### Exercise description
Please set down, exactly as written, the line containing "of the reflection" and every line after it through the end of the records.

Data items
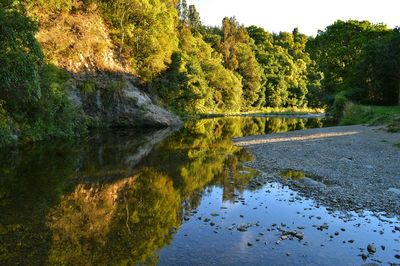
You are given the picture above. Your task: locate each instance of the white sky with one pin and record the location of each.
(307, 15)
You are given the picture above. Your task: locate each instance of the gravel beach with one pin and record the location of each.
(348, 168)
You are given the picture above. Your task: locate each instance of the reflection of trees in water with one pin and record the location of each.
(74, 204)
(124, 222)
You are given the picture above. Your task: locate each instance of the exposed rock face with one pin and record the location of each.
(117, 101)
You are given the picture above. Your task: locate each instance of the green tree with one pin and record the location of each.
(145, 32)
(377, 74)
(236, 48)
(338, 49)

### Task output
You are given the picture above. Your task: locate each instance of the reflection of trees in water with one pin and record the location of each.
(74, 204)
(124, 222)
You are given the picture above. Your task: locate each instance of the exposed rock face with one pin and record the location of each.
(117, 101)
You are given the picture above. Your task: locate each instance of the green tree with one pin and record the location of each.
(145, 32)
(377, 74)
(236, 48)
(338, 49)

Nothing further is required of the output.